Dataset rows on where objects appear
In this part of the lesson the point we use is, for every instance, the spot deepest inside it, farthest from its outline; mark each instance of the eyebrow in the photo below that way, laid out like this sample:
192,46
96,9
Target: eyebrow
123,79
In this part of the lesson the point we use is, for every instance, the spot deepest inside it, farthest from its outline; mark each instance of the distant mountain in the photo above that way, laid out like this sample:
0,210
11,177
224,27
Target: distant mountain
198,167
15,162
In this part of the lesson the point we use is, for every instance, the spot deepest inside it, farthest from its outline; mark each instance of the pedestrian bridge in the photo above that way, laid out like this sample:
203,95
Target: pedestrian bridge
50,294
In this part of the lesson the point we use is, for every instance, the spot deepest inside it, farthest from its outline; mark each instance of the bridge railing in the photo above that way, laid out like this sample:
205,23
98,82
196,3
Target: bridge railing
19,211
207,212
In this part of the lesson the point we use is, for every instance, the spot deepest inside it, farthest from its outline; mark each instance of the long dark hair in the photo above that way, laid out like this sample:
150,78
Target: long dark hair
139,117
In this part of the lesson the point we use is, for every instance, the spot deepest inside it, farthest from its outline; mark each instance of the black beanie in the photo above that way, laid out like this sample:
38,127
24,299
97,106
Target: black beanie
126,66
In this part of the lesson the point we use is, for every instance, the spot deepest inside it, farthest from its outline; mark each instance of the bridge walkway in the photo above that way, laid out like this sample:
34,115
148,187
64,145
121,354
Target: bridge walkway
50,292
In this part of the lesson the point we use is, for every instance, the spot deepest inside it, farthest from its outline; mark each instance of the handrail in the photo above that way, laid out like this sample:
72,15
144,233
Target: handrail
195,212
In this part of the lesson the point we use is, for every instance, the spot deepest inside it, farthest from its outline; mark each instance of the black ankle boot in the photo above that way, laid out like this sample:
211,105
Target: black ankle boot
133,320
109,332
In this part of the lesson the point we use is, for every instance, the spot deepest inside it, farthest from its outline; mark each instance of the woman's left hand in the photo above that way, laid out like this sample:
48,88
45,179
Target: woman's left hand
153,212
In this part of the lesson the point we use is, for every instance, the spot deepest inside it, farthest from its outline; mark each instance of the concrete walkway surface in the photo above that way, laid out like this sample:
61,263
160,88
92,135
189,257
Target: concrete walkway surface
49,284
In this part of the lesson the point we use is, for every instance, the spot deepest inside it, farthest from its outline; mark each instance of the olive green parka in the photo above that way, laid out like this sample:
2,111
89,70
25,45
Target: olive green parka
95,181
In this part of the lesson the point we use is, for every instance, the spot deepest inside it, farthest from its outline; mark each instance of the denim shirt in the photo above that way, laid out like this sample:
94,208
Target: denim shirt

*The request:*
All lines from the line containing "of the olive" through the end of the listing above are to be duplicated exactly; include both ends and nothing further.

*Task output:*
In this part of the lesson the point we use is, for every instance, the spot deepest inside it, farthest from its outline; mark each instance of the olive green parka in the photo above that way, laid out like this sample:
2,111
89,70
25,45
Target: olive green parka
95,181
In this part of the lesson the point we use is, for every instance, the spot deepest inside it, farthest from its outline; mark each instance of the denim shirt in the photo above that way, laid out like this sample:
94,208
Target: denim shirt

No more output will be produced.